WHAT TO DO
1. Using the post about moving from Corona to Flutter, answer the following:
(a) For roughly how long has the writer been using Corona?
(b) When did the writer decide to stop delaying learning Flutter?
(c) How does Flutter's package database differ from the Corona marketplace for plugins?
2. Summarize the post about moving from Corona to Flutter in two sentences.

SOURCE EXCERPT
......
From Corona to Flutter: My personal journey

First and foremost, I would like to clarify the following before you guys continue to read this post:

  1. This post is not to recommend you to switch from Corona to Flutter.

  2. I have only at most 3 weeks of experience with Flutter and I have using Corona for about 6-7 years.

  3. The apps I develop are mostly business apps.

I have wanting to learn Flutter for a while now (since late last year) but have been putting it off due to various reasons, one being I have renewed another year of subscription with Corona for the various plugins such as AdMob and Splash Screen thus putting my trust that this platform will continue to develop and be around.

In the first week of Dec, I decided I should not delay any further as my subscription is going to be due again soon in a few months time. My goal is to convert at least one of my Corona apps into a Flutter app.  After a week of reading several tutorials, I finally managed to get started on my app. I must admit the initial learning curve is pretty steep especially if you are impatient. For my case, I was hoping to use as little time as possible since it doesn’t add much value to my app portfolio in converting an existing app since the end user will not be able to tell the difference.

Once the initial steep learning curve is over, I am quite pleased with what I can do with Flutter. Here are some of the features I really like.

  1. Hot Reload

Similarly to Corona Simulator, any changes to the codes can be immediately reflected, this takes a step further as it is using the actual iOS simulator and Android emulator. This definitely make coding a lot easier.

  1. Superb documentation

They seems to have a dedicated team taking charge of documentation and with the latest update, you can even play around with the flutter code right within their documentation page. 

  1. Huge database of packages 

This is similar to Corona marketplace for plugins except everything is free and quite a few are managed by the Flutter team themselves.

  1. Active community

You can easily find solution to any issues you encountered as the community is growing fast and sharing culture is very strong.
......
LISTING
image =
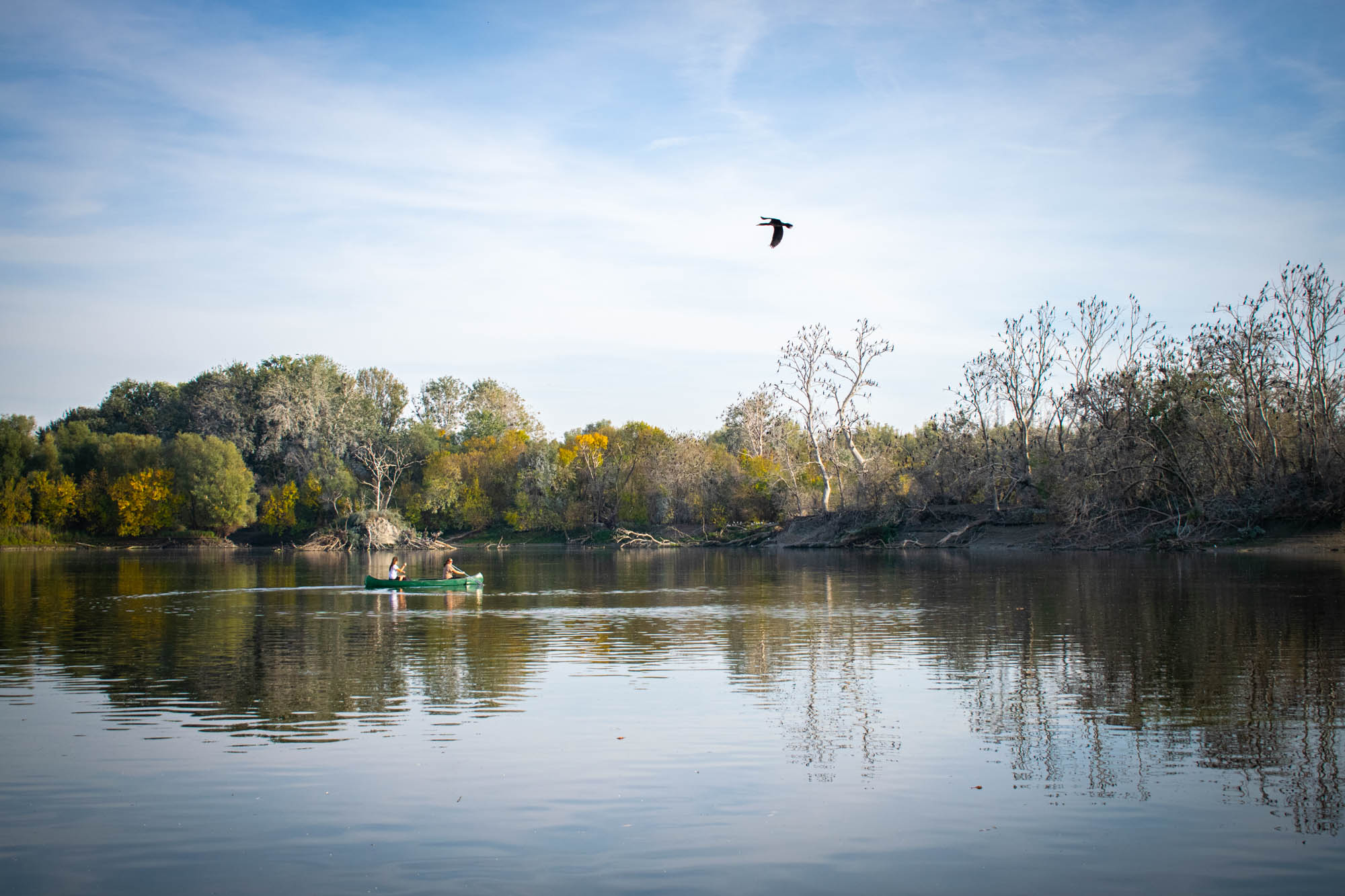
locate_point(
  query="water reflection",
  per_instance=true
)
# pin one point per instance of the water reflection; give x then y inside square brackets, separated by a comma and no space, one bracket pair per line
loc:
[1094,677]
......
SOLUTIONS TO EACH TASK
1.
(a) About 6-7 years.
(b) In the first week of December.
(c) Everything in it is free, and quite a few packages are managed by the Flutter team themselves.

2. A longtime Corona developer of mostly business apps, with at most three weeks of Flutter experience, set out to convert at least one Corona app to Flutter before the Corona subscription came due again and found the initial learning curve steep. Past that curve, the writer was pleased with Flutter, especially its hot reload, superb documentation, large database of free packages, and fast-growing, active community.